Data records
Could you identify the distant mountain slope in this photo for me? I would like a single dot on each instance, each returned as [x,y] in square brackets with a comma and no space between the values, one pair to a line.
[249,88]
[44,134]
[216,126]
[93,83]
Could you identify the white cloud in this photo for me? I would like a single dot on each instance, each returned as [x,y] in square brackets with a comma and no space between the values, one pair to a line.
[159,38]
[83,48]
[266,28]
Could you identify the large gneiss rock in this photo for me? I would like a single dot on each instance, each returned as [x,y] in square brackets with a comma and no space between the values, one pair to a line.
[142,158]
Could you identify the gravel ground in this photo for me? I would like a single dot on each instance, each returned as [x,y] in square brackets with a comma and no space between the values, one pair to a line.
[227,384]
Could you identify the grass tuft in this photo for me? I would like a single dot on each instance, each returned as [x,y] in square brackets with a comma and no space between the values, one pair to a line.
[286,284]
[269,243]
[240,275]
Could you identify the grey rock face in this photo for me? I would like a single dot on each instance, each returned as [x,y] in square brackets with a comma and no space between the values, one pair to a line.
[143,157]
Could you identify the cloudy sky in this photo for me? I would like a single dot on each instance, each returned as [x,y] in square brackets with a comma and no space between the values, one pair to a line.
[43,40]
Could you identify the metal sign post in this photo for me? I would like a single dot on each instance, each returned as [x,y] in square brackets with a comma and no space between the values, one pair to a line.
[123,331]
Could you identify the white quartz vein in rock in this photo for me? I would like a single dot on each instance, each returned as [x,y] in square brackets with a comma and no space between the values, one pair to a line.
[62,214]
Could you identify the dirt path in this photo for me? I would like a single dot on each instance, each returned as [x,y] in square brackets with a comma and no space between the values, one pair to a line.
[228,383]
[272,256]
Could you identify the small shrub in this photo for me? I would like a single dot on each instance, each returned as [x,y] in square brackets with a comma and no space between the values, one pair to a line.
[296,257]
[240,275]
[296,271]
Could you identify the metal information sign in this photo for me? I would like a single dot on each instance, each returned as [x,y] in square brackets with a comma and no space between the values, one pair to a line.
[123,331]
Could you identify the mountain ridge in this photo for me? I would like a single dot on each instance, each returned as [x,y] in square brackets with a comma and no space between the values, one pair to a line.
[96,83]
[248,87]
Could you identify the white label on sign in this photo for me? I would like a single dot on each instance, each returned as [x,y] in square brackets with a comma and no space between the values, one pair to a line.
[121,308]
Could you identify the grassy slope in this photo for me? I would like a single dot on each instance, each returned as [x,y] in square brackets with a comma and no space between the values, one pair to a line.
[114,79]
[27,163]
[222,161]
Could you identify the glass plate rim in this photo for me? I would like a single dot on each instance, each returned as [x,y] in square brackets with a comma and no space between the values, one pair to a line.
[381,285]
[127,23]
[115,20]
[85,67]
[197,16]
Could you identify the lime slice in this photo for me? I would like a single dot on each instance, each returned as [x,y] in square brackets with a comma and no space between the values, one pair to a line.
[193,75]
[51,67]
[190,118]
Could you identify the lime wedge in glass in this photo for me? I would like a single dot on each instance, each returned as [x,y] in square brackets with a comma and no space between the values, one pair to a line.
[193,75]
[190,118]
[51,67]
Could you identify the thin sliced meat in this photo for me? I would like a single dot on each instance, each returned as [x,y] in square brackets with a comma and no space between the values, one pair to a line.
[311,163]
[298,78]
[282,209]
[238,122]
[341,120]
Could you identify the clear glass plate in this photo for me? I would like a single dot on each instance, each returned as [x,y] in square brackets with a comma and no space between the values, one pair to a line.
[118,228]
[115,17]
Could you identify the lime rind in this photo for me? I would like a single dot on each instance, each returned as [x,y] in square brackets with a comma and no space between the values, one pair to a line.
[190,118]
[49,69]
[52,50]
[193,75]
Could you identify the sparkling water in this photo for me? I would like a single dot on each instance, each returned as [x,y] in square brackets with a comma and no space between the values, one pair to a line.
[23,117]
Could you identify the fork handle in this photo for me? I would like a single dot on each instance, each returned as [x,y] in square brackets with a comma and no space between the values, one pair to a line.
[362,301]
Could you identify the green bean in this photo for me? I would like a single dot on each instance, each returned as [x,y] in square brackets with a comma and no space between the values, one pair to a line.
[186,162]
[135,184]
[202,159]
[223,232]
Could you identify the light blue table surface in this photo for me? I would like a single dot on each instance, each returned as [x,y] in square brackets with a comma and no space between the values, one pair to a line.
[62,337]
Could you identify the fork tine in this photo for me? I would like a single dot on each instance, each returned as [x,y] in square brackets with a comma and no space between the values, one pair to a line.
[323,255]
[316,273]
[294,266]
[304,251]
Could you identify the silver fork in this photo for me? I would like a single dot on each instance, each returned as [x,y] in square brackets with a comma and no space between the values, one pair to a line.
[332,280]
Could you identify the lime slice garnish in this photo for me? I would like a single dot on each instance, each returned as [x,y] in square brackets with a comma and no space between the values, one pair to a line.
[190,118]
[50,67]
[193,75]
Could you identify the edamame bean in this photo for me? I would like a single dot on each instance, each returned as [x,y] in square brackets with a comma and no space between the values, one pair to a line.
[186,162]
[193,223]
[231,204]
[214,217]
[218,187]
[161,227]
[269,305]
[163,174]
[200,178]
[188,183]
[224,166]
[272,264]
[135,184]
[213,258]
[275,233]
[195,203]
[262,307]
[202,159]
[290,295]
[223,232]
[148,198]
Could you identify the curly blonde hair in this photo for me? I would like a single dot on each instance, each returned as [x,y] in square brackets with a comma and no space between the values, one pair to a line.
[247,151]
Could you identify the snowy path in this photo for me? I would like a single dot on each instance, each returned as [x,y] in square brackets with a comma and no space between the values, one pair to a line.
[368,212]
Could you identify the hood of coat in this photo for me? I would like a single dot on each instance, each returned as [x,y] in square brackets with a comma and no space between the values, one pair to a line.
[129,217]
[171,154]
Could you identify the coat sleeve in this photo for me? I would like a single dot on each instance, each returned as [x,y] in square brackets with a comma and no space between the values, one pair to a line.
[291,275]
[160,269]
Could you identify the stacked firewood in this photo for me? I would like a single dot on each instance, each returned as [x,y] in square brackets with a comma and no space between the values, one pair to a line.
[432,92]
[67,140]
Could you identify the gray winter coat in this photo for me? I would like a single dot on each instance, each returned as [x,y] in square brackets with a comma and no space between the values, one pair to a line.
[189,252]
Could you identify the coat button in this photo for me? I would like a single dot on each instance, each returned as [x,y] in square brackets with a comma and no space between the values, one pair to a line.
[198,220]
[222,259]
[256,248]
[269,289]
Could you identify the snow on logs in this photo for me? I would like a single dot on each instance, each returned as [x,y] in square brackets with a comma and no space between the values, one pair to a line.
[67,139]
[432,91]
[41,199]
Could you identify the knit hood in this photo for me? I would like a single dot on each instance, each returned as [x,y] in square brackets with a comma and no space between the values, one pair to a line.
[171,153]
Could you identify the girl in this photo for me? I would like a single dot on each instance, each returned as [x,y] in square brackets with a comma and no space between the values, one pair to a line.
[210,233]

Task directions
Would you copy out all the entries above without changing a single character?

Exercise output
Could you identify the distant mountain slope in this photo for me? I would like a single dot on each instance, each returned as [x,y] in square brackets with a comma and no space between the values, one pair to a line.
[249,88]
[44,134]
[216,126]
[93,83]
Could you identify the white cloud in this photo for me? I would like a single dot on each instance, each returned as [x,y] in square brackets with a comma and no space between the values, one pair to a line.
[159,38]
[83,48]
[266,28]
Could you identify the large gneiss rock in this photo for me? I would like a single dot on each instance, each returned as [x,y] in square brackets with a comma and no space between the values, one pair to a line.
[142,158]
Could you identify the gravel ground in this photo for me? I would like a single dot on each instance, each returned as [x,y] in square brackets with a comma and no space between the values, one pair to a line.
[227,384]
Could you identify the grass tuft in this photo for me? I would like a single dot on each instance, each returned as [x,y] in square brackets with a comma and no space between the values, one pair to a line.
[286,284]
[269,243]
[240,275]
Could you identify the grey rock face in this photo for me? I would like a single dot on each instance, each returned as [x,y] in square brackets with a comma and no space between the values, one pair to a line.
[143,157]
Could you identify the cloudy sky in this photo for me? I would like a single dot on each instance, each returned as [x,y] in square brackets with a comma and no space between the values, one pair to a line.
[43,40]
Could you identify the metal sign post in this photo for me? I would like a single dot on each instance, each returned as [x,y] in square brackets with a comma and no space between the values, one pair to a line.
[123,331]
Could you identify the white quartz vein in rock in this photo for me? I would like a single dot on each instance, each returned as [x,y] in square brackets with a comma and no space between the values, one pair to a line.
[62,214]
Could you identify the dirt path in this photo for me? I would like a single dot on each instance, each returned as [x,y] in square brackets with a comma and no space between the values, one pair to a line.
[228,383]
[272,256]
Could you identify the small shrub in this photo for me? I would like a single dot on each instance, each returned as [x,y] in square brackets with a comma and no space between the values, one pair to a line.
[296,257]
[240,275]
[296,271]
Could you identify the metal information sign in this photo for me? I would like a single dot on each instance, each returned as [x,y] in square brackets with a comma and no space between the values, one pair to a line.
[123,331]
Could you identify the mountain ridge in this photo for me? I would like a single dot on each instance, each returned as [x,y] in square brackets with a comma and no space between the values, one pair to a line.
[96,83]
[248,87]
Could you identify the white label on sign in this photo for me? I would like a single dot on each instance, each returned as [x,y] in square brackets with a comma and no space between the values, one pair to a line.
[121,308]
Could you identify the grassy slope in this photo for me? I would like a single dot on each instance, each returned as [x,y] in square brackets with a comma and no space between the values, one pair to a line.
[114,79]
[27,163]
[222,161]
Could you identify the glass plate rim in this photo for me? I would like a single dot on each instance, each returned as [x,y] in square brackets with a comma and no space between the values, one pair to a line.
[381,285]
[127,23]
[115,20]
[85,67]
[197,16]
Could you identify the lime slice in this photo for me? I would like a single dot on each instance, each returned as [x,y] in square brackets with a comma and no space between the values, one pair to a line.
[193,75]
[51,67]
[190,118]
Could you identify the lime wedge in glass in this photo for me? I would like a single dot on each instance, each returned as [x,y] in square brackets with a comma and no space between the values, one pair to a line.
[193,75]
[190,118]
[51,67]
Could you identify the thin sliced meat in this photo for me? I would like a single dot on each instance, each returned as [x,y] in square brackets with a comma and no space between the values, one pair to a line.
[311,163]
[298,78]
[282,209]
[238,122]
[341,120]
Could you identify the clear glass plate in this photo for me? I would like a single dot on each instance, each returned as [x,y] in square brackets with a comma and no space between the values, one pair to a line.
[118,228]
[115,17]
Could you identify the lime rind in this photo for me? I would like a single dot on each instance, each returned as [x,y] in square brackets with a comma and no space between the values, one pair to a line.
[190,118]
[49,69]
[52,50]
[193,75]
Could you identify the sparkling water in this photo for me? I would like a single dot on each instance, each returned as [x,y] in square brackets with a comma and no space between the values, one pair to a line.
[23,117]
Could you identify the fork handle in this photo for me? I would like a single dot on each instance, each returned as [x,y] in square brackets with a comma and no space between the values, one pair to a line.
[362,301]
Could you identify the green bean in this photo for me? I would like a single dot on each instance, each returned as [x,y] in square brackets with a comma and no space between the values, one pair to a line.
[186,162]
[135,184]
[202,159]
[223,232]
Could you identify the light blue table surface in this photo for me? I would like a single dot on each instance, each returned as [x,y] in square brackets with a comma and no space between the values, one pair to a line.
[62,337]
Could you identify the fork tine in this photo for me? I would like a single dot on each instance, each returned as [x,y] in square brackets with a comma and no space between the values, one pair to a line.
[323,255]
[316,273]
[294,266]
[304,251]
Could you identify the silver fork in this photo for me? I would like a single dot on each instance, each returned as [x,y] in square brackets with a comma and no space between the values, one pair to a line.
[332,280]
Could you identify the lime slice garnish in this photo for me? I would like a single dot on each instance, each returned as [x,y] in square brackets with a comma and no space between the values, one pair to a line.
[190,118]
[50,67]
[193,75]
Could you identify the edamame bean in this photo for me? I would like a single dot on each instance, each returned as [x,y] in square brackets with a comma and no space between the values, one pair to a line.
[186,162]
[193,223]
[231,204]
[214,217]
[218,187]
[161,227]
[269,305]
[163,174]
[200,178]
[188,183]
[224,166]
[272,264]
[135,184]
[213,258]
[275,233]
[195,203]
[262,307]
[202,159]
[290,295]
[223,232]
[148,198]
Could you identify the curly blonde hair in this photo for me? I would like a single dot on each instance, each returned as [x,y] in square brackets with a comma and no space between the values, one pair to a line.
[247,151]
Could you identify the snowy path in this photo for me? I would like a single dot on each instance, each returned as [x,y] in square brackets with a comma and no space between the values, one pair to a line.
[368,212]
Could you identify the hood of coat in this photo for me? I would like a single dot on each instance, each returned as [x,y] in square brackets with a comma and no space between the values, one pair to a line.
[129,217]
[171,154]
Could you identify the coat sleeve in this photo for me? I would like a single dot on each instance, each returned as [x,y] in square brackets with a comma and no space between the values, one pair to a line.
[291,275]
[160,269]
Could you identify the stacked firewood in this photo for me? I would like a single dot on each instance, each returned as [x,y] in square brackets with a comma and no space between the values, one pair to a line.
[432,92]
[67,140]
Could you identify the gray winter coat in this photo for me? I would like a single dot on each instance, each returned as [x,y] in square brackets with a comma and no space between the values, one pair to a line.
[189,252]
Could you identify the coat button in this photo for me? I would like a single dot on each instance, each returned as [x,y] in square brackets with a comma and no space between the values, one pair to a line.
[198,220]
[222,259]
[256,248]
[269,289]
Could you identify the snow on logs in this photo for me? I would like a single dot on each instance, each returned as [x,y] in square brackets with a comma and no space between the values, one pair to a line.
[67,139]
[432,91]
[41,199]
Could you identify the knit hood in this photo for me? I would like a single dot on each instance, each returned as [x,y] in square brackets with a comma and no space between the values, one pair to a line.
[171,153]
Could you identify the girl in this photo for me? I would like a single dot on each instance, each returned as [x,y] in square brackets with a comma and no space between the values, one pair to a line.
[210,233]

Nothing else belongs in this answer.